◆ Assigned task:
List each line in the records that contains the word "positive", copying every such line in full.

"""

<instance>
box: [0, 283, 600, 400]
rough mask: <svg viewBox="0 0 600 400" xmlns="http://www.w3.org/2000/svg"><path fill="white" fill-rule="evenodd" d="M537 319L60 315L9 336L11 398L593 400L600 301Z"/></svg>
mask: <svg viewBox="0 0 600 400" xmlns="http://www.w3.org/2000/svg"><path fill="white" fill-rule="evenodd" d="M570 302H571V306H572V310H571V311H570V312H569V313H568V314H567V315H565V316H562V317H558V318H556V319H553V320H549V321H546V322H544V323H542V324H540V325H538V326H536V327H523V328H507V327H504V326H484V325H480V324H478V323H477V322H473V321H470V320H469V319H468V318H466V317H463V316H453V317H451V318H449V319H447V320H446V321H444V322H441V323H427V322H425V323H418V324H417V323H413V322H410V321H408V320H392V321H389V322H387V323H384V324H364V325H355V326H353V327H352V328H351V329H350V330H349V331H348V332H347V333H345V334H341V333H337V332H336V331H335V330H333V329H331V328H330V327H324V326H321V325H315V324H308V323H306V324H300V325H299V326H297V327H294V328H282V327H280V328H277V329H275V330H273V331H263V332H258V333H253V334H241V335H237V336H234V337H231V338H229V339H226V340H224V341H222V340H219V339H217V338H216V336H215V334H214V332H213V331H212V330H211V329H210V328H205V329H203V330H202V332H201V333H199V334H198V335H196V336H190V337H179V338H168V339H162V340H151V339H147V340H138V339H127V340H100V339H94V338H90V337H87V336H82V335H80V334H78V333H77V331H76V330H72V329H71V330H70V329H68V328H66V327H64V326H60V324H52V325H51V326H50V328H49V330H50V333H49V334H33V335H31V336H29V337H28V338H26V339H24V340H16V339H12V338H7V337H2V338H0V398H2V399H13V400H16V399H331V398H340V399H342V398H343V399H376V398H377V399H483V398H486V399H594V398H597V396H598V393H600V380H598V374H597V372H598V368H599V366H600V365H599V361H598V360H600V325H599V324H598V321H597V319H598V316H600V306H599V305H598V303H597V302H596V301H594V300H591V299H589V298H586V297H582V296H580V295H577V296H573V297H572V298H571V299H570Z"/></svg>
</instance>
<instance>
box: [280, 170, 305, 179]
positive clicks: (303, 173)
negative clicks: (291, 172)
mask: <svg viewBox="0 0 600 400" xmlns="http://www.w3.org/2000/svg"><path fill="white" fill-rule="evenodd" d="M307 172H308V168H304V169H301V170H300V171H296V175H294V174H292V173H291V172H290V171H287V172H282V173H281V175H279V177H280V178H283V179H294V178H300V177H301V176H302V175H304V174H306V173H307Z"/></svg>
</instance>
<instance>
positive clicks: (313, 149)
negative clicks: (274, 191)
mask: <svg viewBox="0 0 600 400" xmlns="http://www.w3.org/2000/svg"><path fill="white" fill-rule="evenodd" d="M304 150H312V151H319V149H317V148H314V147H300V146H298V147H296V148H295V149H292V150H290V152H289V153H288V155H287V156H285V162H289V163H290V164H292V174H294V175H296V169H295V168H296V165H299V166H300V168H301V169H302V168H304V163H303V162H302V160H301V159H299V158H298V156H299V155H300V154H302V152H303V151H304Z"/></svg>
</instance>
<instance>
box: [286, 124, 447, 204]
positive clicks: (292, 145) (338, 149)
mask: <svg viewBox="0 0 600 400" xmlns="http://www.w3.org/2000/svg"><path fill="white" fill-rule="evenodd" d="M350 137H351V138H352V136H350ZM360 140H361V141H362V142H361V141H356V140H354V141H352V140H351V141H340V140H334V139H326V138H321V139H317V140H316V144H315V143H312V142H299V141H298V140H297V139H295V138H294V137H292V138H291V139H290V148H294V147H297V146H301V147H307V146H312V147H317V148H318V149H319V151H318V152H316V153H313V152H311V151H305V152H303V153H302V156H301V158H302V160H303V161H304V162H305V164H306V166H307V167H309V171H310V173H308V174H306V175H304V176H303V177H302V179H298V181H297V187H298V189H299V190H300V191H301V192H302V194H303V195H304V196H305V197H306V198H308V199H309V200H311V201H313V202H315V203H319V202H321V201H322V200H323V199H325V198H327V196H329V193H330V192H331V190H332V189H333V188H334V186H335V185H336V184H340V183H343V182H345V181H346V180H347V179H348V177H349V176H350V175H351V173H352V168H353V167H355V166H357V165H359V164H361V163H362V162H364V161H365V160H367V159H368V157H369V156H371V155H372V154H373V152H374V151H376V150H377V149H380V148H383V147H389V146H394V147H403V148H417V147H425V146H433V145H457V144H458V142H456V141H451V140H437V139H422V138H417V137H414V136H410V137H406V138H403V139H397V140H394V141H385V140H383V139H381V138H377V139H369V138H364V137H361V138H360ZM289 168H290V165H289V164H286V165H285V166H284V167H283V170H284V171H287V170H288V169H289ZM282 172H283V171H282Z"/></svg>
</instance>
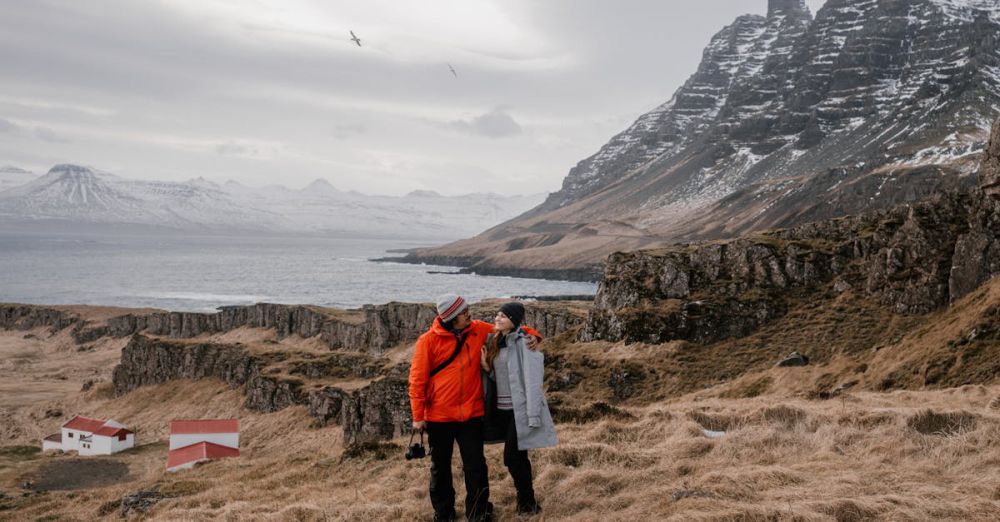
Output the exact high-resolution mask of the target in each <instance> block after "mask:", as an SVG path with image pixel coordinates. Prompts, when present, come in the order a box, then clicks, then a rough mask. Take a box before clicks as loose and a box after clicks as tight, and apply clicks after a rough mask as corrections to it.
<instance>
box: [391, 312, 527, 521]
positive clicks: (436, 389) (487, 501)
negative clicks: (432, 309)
mask: <svg viewBox="0 0 1000 522" xmlns="http://www.w3.org/2000/svg"><path fill="white" fill-rule="evenodd" d="M437 311H438V316H437V317H436V318H435V319H434V323H433V324H432V325H431V327H430V329H429V330H427V332H426V333H424V334H423V335H421V336H420V339H419V340H417V346H416V348H415V349H414V351H413V361H412V362H411V363H410V409H411V411H412V413H413V429H414V430H416V431H422V430H426V431H427V441H428V444H429V445H430V448H431V486H430V496H431V504H432V505H433V506H434V520H453V519H454V518H455V489H454V486H453V485H452V480H451V456H452V451H453V450H454V445H455V442H458V451H459V454H460V455H461V457H462V467H463V468H464V470H465V491H466V497H465V513H466V517H467V518H468V519H469V520H489V519H490V517H491V512H492V509H490V508H491V507H492V506H491V505H490V503H489V499H490V486H489V479H488V477H487V472H486V457H485V456H484V454H483V412H484V406H483V382H482V379H481V377H480V374H479V358H480V352H481V351H482V349H483V345H484V344H485V343H486V337H487V336H488V335H489V334H490V333H491V332H492V331H493V325H492V324H491V323H487V322H483V321H478V320H473V319H472V317H471V315H470V314H469V305H468V304H467V303H466V302H465V299H463V298H462V297H461V296H457V295H454V294H448V295H444V296H441V297H440V298H439V299H438V303H437ZM523 328H524V330H525V332H527V333H528V334H529V335H530V336H533V338H532V337H529V339H531V341H529V342H530V343H531V344H532V345H534V344H535V342H534V341H535V340H537V339H540V336H539V335H538V332H536V331H535V330H533V329H531V328H528V327H523Z"/></svg>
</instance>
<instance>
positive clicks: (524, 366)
mask: <svg viewBox="0 0 1000 522" xmlns="http://www.w3.org/2000/svg"><path fill="white" fill-rule="evenodd" d="M525 335H526V334H525V333H524V332H523V331H522V330H521V329H517V330H515V331H513V332H511V333H510V334H508V335H507V348H506V349H507V350H509V353H508V354H507V374H508V375H509V377H510V398H511V402H512V403H513V404H514V426H515V428H516V429H517V449H518V450H528V449H535V448H548V447H551V446H555V445H556V444H557V443H558V441H557V440H556V426H555V423H553V422H552V414H551V413H550V412H549V403H548V402H546V401H545V390H544V389H543V388H542V378H543V377H544V375H545V355H544V354H543V353H541V352H533V351H531V350H529V349H528V345H527V343H526V342H525V340H524V338H525ZM490 378H493V379H495V378H496V372H490V374H489V375H488V376H487V375H486V374H484V375H483V379H490ZM483 384H484V386H483V390H486V386H485V385H486V383H485V382H484V383H483Z"/></svg>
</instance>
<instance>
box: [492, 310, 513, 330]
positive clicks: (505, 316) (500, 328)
mask: <svg viewBox="0 0 1000 522" xmlns="http://www.w3.org/2000/svg"><path fill="white" fill-rule="evenodd" d="M493 326H495V327H496V329H497V330H500V331H502V332H509V331H511V330H513V329H514V322H513V321H511V320H510V319H508V318H507V315H506V314H504V313H503V312H497V316H496V317H495V318H494V319H493Z"/></svg>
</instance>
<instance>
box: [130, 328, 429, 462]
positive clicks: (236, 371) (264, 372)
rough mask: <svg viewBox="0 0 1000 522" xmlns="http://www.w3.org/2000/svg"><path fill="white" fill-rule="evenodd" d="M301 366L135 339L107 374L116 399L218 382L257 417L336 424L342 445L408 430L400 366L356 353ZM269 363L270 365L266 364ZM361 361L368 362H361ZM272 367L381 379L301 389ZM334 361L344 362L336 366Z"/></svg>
mask: <svg viewBox="0 0 1000 522" xmlns="http://www.w3.org/2000/svg"><path fill="white" fill-rule="evenodd" d="M340 355H341V354H333V355H331V357H329V358H324V359H320V360H319V361H316V360H306V361H288V360H287V355H286V354H263V355H252V354H250V353H248V351H247V350H246V348H244V347H243V346H240V345H231V344H218V343H190V342H178V341H169V340H163V339H154V338H150V337H145V336H142V335H135V336H133V338H132V339H131V341H130V342H129V343H128V345H126V346H125V348H124V349H122V358H121V362H120V363H119V364H118V366H116V367H115V369H114V371H113V372H112V390H113V393H114V394H115V395H116V396H121V395H124V394H126V393H129V392H131V391H133V390H135V389H137V388H139V387H140V386H147V385H155V384H162V383H165V382H167V381H171V380H174V379H205V378H217V379H220V380H222V381H223V382H225V383H226V384H228V385H229V386H231V387H233V388H237V387H240V386H242V387H243V388H244V392H245V395H246V400H245V402H244V407H246V408H247V409H249V410H253V411H259V412H275V411H279V410H282V409H285V408H288V407H292V406H298V405H301V406H305V407H306V408H307V409H308V411H309V414H310V415H312V416H313V417H315V418H316V420H317V424H319V425H320V426H326V425H329V424H331V423H333V424H339V425H340V426H342V427H343V429H344V438H345V441H347V442H348V443H349V444H357V443H364V442H370V441H375V440H383V439H389V438H392V437H394V436H396V435H399V434H401V433H403V430H405V429H407V427H408V426H409V425H410V424H411V422H412V421H411V415H410V402H409V395H408V392H409V386H408V384H407V380H406V377H405V376H406V370H407V369H406V368H405V367H394V368H390V369H387V370H381V371H376V370H375V368H376V364H375V363H374V362H373V360H372V359H371V358H370V357H367V356H365V355H363V354H358V355H357V356H353V357H346V356H345V357H341V356H340ZM272 359H273V360H272ZM361 359H367V360H366V361H361ZM275 362H282V363H286V364H287V363H289V362H290V363H291V364H290V367H291V368H292V372H293V373H296V374H298V375H301V376H303V377H308V378H313V379H321V378H326V377H340V376H348V377H360V376H363V375H372V374H375V373H377V374H380V375H382V376H381V377H380V378H377V379H376V380H374V381H372V382H371V383H369V384H368V385H366V386H364V387H362V388H359V389H357V390H353V391H345V390H342V389H340V388H337V387H335V386H329V385H327V386H321V387H313V388H308V387H307V382H306V381H305V379H299V378H287V377H282V376H279V375H272V374H270V372H268V368H270V367H271V366H269V365H271V364H273V363H275ZM337 362H344V363H346V366H345V367H339V366H337V365H336V363H337Z"/></svg>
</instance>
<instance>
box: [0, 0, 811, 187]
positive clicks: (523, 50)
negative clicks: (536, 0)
mask: <svg viewBox="0 0 1000 522" xmlns="http://www.w3.org/2000/svg"><path fill="white" fill-rule="evenodd" d="M807 4H808V5H809V6H810V8H811V9H812V11H813V13H815V12H816V10H817V9H818V8H819V7H820V5H821V4H822V0H807ZM766 10H767V1H766V0H701V1H698V2H695V1H693V0H670V1H666V0H648V1H639V0H625V1H621V0H620V1H611V0H607V1H605V0H555V1H554V0H545V1H528V0H488V1H487V0H483V1H472V0H434V1H433V2H418V1H403V0H398V1H382V0H352V1H339V0H338V1H331V0H144V1H137V0H107V1H96V0H94V1H83V0H4V1H3V2H2V3H0V165H13V166H18V167H22V168H27V169H29V170H32V171H34V172H37V173H44V172H45V171H47V170H48V168H49V167H51V166H52V165H54V164H56V163H66V162H69V163H81V164H86V165H91V166H94V167H97V168H100V169H103V170H107V171H111V172H114V173H116V174H119V175H122V176H125V177H132V178H146V179H167V180H177V181H181V180H186V179H190V178H193V177H197V176H203V177H205V178H208V179H211V180H214V181H224V180H227V179H235V180H237V181H240V182H242V183H244V184H248V185H265V184H270V183H281V184H285V185H287V186H290V187H294V188H299V187H302V186H304V185H306V184H307V183H309V182H310V181H312V180H314V179H316V178H325V179H327V180H328V181H330V182H331V183H333V184H334V185H335V186H336V187H338V188H340V189H343V190H358V191H361V192H365V193H370V194H403V193H406V192H409V191H411V190H416V189H423V190H436V191H438V192H441V193H444V194H458V193H465V192H473V191H475V192H480V191H484V192H485V191H492V192H499V193H505V194H516V193H537V192H551V191H555V190H558V188H559V187H560V186H561V183H562V179H563V177H565V175H566V173H567V172H568V170H569V169H570V168H571V167H572V166H573V165H575V164H576V162H577V161H579V160H581V159H583V158H585V157H587V156H589V155H590V154H592V153H594V152H596V151H597V149H598V148H599V147H600V146H601V145H603V144H604V143H605V142H607V141H608V139H609V138H611V136H613V135H614V134H616V133H618V132H620V131H621V130H623V129H624V128H626V127H627V126H628V125H629V124H630V123H631V122H633V121H634V120H635V119H636V118H637V117H638V116H639V115H640V114H642V113H644V112H646V111H648V110H650V109H652V108H654V107H655V106H657V105H659V104H661V103H663V102H665V101H666V100H668V99H669V98H670V96H671V95H672V94H673V92H674V90H676V89H677V87H679V86H680V85H681V84H682V83H683V81H684V80H685V79H686V78H687V77H688V76H689V75H690V74H691V73H693V72H694V70H695V68H696V67H697V64H698V61H699V59H700V57H701V51H702V49H703V48H704V46H705V45H706V44H707V43H708V40H709V38H710V37H711V36H712V35H713V34H714V33H715V32H716V31H718V30H719V29H721V28H722V27H723V26H724V25H727V24H729V23H731V22H732V21H733V19H734V18H735V17H736V16H738V15H740V14H745V13H757V14H764V13H765V12H766ZM351 30H353V31H354V32H355V34H357V35H358V36H359V37H360V38H361V42H362V47H360V48H359V47H357V46H356V45H355V44H354V43H353V42H351V41H350V34H349V31H351ZM448 64H451V65H452V66H453V67H454V69H455V70H456V72H457V77H455V76H453V75H452V73H451V72H450V71H449V69H448Z"/></svg>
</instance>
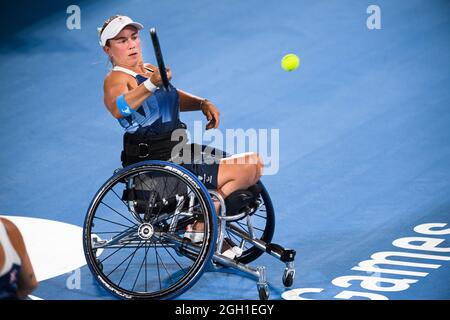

"""

◆ Answer space:
positive clicks: (303, 173)
positive clicks: (313, 149)
positive clicks: (292, 145) (338, 149)
positive clicks: (436, 389) (487, 501)
positive clicks: (524, 366)
positive clicks: (505, 316) (500, 328)
positive clicks: (236, 371) (264, 372)
positive clicks: (523, 50)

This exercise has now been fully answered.